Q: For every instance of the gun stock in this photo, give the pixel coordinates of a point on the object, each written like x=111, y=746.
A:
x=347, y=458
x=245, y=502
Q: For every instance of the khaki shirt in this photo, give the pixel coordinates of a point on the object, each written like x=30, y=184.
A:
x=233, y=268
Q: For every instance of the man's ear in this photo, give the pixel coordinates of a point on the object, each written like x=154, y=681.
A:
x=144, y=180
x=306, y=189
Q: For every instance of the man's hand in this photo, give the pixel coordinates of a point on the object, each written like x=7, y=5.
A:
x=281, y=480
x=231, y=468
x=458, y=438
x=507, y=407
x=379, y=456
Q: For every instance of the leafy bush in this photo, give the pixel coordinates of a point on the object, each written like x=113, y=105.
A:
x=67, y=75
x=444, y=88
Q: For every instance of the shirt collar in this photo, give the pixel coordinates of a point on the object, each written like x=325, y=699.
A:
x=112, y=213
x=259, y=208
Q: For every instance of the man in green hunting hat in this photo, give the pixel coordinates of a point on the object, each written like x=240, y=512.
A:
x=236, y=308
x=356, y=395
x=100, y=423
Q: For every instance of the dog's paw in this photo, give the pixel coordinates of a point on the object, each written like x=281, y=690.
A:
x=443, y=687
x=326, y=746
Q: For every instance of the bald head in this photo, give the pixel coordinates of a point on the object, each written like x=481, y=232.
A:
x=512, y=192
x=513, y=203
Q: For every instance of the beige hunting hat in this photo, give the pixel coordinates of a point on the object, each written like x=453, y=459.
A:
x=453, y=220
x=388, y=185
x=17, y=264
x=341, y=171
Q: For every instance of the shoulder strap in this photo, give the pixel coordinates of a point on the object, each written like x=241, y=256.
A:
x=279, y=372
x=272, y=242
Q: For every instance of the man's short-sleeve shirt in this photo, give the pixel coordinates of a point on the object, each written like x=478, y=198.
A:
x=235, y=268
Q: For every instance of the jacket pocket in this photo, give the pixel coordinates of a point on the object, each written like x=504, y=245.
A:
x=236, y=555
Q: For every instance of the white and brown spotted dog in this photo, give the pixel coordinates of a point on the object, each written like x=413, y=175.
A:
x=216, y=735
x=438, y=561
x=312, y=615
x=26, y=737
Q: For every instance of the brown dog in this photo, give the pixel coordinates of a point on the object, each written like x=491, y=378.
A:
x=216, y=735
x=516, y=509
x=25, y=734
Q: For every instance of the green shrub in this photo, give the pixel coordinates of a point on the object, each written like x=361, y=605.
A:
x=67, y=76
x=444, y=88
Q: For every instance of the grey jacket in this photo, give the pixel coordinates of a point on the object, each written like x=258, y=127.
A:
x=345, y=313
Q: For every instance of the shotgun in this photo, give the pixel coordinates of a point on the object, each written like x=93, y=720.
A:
********
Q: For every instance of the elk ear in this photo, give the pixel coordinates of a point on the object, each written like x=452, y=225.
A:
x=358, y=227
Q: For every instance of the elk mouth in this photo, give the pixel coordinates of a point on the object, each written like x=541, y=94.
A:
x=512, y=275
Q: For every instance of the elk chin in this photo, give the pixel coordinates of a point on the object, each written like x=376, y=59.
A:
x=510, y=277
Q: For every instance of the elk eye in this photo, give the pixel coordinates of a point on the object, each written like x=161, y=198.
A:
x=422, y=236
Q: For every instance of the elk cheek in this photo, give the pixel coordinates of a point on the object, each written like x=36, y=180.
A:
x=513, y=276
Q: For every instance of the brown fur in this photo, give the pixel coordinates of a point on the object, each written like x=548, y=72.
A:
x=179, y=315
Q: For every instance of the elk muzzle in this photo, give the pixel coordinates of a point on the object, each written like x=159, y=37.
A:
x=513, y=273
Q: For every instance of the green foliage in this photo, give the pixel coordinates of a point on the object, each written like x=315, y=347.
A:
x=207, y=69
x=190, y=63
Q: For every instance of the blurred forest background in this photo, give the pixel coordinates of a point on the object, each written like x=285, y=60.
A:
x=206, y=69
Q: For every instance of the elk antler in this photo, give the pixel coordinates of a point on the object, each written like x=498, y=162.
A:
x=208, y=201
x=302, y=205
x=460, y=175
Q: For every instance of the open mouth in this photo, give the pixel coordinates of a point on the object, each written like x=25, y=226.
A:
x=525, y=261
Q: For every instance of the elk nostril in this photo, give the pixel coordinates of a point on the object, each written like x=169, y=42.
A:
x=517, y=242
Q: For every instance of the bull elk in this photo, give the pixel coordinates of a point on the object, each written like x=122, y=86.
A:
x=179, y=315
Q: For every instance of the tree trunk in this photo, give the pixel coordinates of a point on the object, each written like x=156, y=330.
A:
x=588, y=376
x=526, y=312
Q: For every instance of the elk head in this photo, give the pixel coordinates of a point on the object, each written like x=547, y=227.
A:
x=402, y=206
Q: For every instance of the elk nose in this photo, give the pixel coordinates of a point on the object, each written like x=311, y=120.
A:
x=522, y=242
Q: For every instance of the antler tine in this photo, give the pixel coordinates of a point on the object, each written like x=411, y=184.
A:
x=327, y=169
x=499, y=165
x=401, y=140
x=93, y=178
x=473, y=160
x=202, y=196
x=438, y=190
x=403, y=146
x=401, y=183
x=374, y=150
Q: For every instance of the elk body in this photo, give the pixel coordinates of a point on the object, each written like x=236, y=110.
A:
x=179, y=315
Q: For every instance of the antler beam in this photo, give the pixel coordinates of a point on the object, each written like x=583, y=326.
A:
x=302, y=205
********
| What you should do |
Count the rows above that contain the word "antler" and reply with only that number.

| Task output |
3